§ Problem
Retype the items from the line containing "target: **wooden table surface**" through the last line of the items, both included, copying each line without change.

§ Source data
_ _ _ _

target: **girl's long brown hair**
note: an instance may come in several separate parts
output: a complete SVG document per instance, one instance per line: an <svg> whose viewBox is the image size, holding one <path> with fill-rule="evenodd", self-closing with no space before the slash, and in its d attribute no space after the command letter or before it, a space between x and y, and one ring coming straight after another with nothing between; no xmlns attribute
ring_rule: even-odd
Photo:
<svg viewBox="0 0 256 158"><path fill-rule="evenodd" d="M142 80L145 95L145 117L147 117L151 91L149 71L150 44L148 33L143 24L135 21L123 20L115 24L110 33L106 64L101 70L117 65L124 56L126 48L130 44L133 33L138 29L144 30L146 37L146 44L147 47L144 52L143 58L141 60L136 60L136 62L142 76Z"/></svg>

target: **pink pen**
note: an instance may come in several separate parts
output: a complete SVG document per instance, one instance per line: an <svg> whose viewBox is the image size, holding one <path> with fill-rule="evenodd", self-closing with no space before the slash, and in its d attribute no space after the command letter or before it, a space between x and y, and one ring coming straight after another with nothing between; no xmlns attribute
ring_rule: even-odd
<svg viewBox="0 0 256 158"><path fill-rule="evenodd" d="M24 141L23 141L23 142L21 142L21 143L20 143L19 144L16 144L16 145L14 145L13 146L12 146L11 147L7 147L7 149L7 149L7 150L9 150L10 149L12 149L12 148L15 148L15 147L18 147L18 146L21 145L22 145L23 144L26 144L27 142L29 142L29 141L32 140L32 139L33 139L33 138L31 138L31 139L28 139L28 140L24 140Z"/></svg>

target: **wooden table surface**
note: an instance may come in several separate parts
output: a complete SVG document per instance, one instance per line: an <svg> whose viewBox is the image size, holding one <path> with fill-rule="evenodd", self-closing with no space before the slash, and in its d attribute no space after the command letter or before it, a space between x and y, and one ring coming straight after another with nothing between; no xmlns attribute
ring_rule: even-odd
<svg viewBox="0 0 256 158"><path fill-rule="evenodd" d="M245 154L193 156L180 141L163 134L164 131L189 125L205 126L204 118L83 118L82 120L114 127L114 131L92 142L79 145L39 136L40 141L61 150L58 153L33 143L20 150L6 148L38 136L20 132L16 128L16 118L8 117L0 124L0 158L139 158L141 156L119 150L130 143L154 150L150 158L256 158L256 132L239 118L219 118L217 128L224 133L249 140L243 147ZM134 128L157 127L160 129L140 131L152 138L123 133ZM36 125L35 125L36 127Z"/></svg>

_ _ _ _

§ Correct response
target: **wooden table surface**
note: an instance may come in several separate parts
output: a complete SVG document per instance, one instance per line: an <svg> whose viewBox is the image size, holding one <path> with fill-rule="evenodd", self-closing with no space before the slash, and in its d attribute no space after the command letter or before it, a space between x and y, and one ring coming straight after another with nothing between; no xmlns attribute
ring_rule: even-odd
<svg viewBox="0 0 256 158"><path fill-rule="evenodd" d="M245 154L193 156L180 141L163 134L164 131L189 125L205 126L204 118L83 118L82 120L114 127L114 131L92 142L79 145L39 136L40 141L61 150L58 153L33 143L20 150L6 148L38 136L20 132L16 128L16 118L8 117L0 124L0 158L139 158L141 156L119 150L130 143L154 150L150 158L256 158L256 132L239 118L219 118L217 128L224 133L249 140L243 147ZM134 128L157 127L160 129L140 131L152 138L123 133ZM36 125L35 125L36 127Z"/></svg>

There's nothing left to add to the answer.